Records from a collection
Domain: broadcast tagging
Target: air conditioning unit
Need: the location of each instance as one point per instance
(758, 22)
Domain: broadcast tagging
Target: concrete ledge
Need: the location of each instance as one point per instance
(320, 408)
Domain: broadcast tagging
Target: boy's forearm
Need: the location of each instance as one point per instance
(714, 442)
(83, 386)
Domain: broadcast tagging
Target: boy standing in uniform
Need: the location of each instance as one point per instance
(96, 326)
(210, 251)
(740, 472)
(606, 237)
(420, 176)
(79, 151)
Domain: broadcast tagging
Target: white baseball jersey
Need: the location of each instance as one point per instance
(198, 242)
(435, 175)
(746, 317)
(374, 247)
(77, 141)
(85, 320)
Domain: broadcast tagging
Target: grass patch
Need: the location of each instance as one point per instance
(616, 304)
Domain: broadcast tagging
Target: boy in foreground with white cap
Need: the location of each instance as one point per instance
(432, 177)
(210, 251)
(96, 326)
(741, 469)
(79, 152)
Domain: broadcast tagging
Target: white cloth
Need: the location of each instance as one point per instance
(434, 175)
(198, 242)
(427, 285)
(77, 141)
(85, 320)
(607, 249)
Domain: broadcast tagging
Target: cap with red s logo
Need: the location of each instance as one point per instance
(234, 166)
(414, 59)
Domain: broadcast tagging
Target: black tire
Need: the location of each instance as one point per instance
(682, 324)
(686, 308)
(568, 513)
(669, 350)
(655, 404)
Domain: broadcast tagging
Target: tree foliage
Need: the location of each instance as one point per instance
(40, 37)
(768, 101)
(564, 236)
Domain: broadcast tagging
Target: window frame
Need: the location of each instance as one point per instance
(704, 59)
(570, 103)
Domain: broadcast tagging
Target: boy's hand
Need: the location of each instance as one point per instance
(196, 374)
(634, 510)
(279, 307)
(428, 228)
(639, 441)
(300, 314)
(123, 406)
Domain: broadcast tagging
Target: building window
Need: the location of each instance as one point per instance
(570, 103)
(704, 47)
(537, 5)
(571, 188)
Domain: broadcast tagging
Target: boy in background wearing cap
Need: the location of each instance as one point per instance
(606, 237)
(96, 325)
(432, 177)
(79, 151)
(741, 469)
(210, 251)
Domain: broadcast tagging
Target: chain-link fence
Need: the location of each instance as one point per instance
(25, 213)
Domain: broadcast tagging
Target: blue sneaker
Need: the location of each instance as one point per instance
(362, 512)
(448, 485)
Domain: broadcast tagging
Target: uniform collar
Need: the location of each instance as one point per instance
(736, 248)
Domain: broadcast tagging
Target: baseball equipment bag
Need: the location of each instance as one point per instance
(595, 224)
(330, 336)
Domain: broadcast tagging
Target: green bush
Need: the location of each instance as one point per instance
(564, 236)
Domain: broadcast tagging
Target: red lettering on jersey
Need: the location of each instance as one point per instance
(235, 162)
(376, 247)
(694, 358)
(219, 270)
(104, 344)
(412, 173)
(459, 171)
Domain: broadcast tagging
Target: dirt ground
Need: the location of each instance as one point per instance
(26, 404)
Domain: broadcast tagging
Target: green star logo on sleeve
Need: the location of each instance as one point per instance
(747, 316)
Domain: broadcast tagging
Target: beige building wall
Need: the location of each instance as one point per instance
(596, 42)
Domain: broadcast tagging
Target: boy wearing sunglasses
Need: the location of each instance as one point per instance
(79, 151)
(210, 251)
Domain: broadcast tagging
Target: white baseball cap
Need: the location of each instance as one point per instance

--- Exercise task ---
Give the entries once more, exactly as they appear.

--- Response below ---
Domain: broadcast tagging
Target: air conditioning unit
Need: the location of each instance as one point per instance
(758, 22)
Domain: broadcast tagging
Target: concrete ledge
Need: the location of each instance as one point per instance
(320, 408)
Domain: broadcast tagging
Target: boy's forearm
Need: the location of each instance as one point per instance
(714, 442)
(83, 386)
Domain: broadcast tagging
Target: boy standing in uniform
Need: the location of each instance as one point per instance
(96, 326)
(210, 251)
(740, 472)
(606, 237)
(420, 176)
(79, 151)
Domain: broadcast tagging
Target: white baseball jersey
Need: the location of each instance as one point per instance
(198, 242)
(435, 175)
(746, 317)
(374, 247)
(77, 141)
(85, 320)
Domain: broadcast tagging
Target: grass patch
Need: the location of each instance as one point per instance
(616, 304)
Domain: broadcast tagging
Target: boy in foreground with white cap
Need: the location of each instance as one point per instance
(432, 177)
(210, 251)
(96, 326)
(741, 469)
(79, 152)
Domain: broadcast tagging
Target: white cloth
Need: the location of each instance as one point per instance
(434, 175)
(198, 242)
(427, 285)
(77, 141)
(85, 320)
(607, 249)
Domain: broadcast tagging
Target: cap with red s logo
Need: the location of each instance as one point per instance
(234, 166)
(414, 59)
Domain: broadcast tagging
Target: black tire
Need: the location of each instance as one point per instance
(682, 324)
(686, 308)
(568, 513)
(669, 350)
(655, 404)
Domain: broadcast tagging
Target: tree foliage
Need: the location of each instance as one point per instance
(40, 37)
(768, 101)
(564, 236)
Domain: broadcast tagging
Target: window frame
Need: the location of each instance as one point per instance
(704, 59)
(570, 103)
Domain: broadcast tagging
Target: boy's hand
Need: the location of each instance as one point per instance
(196, 374)
(634, 510)
(279, 307)
(428, 228)
(639, 441)
(300, 314)
(123, 406)
Domain: broadcast tagging
Target: building window
Need: the location of each instance as one point per instance
(570, 103)
(704, 47)
(537, 5)
(571, 188)
Domain: broadcast tagging
Target: boy in background wearing cap
Need: the location of each instance as one point per instance
(606, 237)
(96, 325)
(432, 177)
(79, 151)
(741, 469)
(210, 251)
Domain: broadcast tagging
Target: chain-link fence
Need: the location of each instance as one point per instance
(25, 213)
Domain: broadcast tagging
Target: blue sneaker
Need: the location of each instance as one point per instance
(362, 512)
(448, 485)
Domain: broadcast tagging
Target: uniform collar
Need: the location of each instance as one point per instance
(736, 248)
Domain: broadcast tagging
Target: baseball equipment bag
Need: the location of each instance as one point per instance
(595, 224)
(330, 336)
Domain: broadcast tagging
Target: green bush
Need: the location of each instance as one point per instance
(564, 236)
Domain: broadcast tagging
Target: red lettering on jersey
Need: the location of each instance as one point per instance
(235, 162)
(376, 247)
(694, 358)
(219, 270)
(104, 344)
(412, 173)
(459, 171)
Domain: broadcast tagging
Target: dirt ground
Need: the location of each instance as one point per instance
(26, 404)
Domain: broadcast tagging
Target: green star logo on sleeve
Need: the location of each instance as one point per instance
(747, 316)
Domain: broadcast tagging
Target: beige building wall
Need: the location of each instance as one point per instance
(596, 42)
Domain: broadcast tagging
Target: boy wearing sunglasses
Need: the location of each instance as one point per instance
(79, 151)
(210, 251)
Domain: broadcast tagging
Target: white baseball cap
Need: the location of each instance as one point per instance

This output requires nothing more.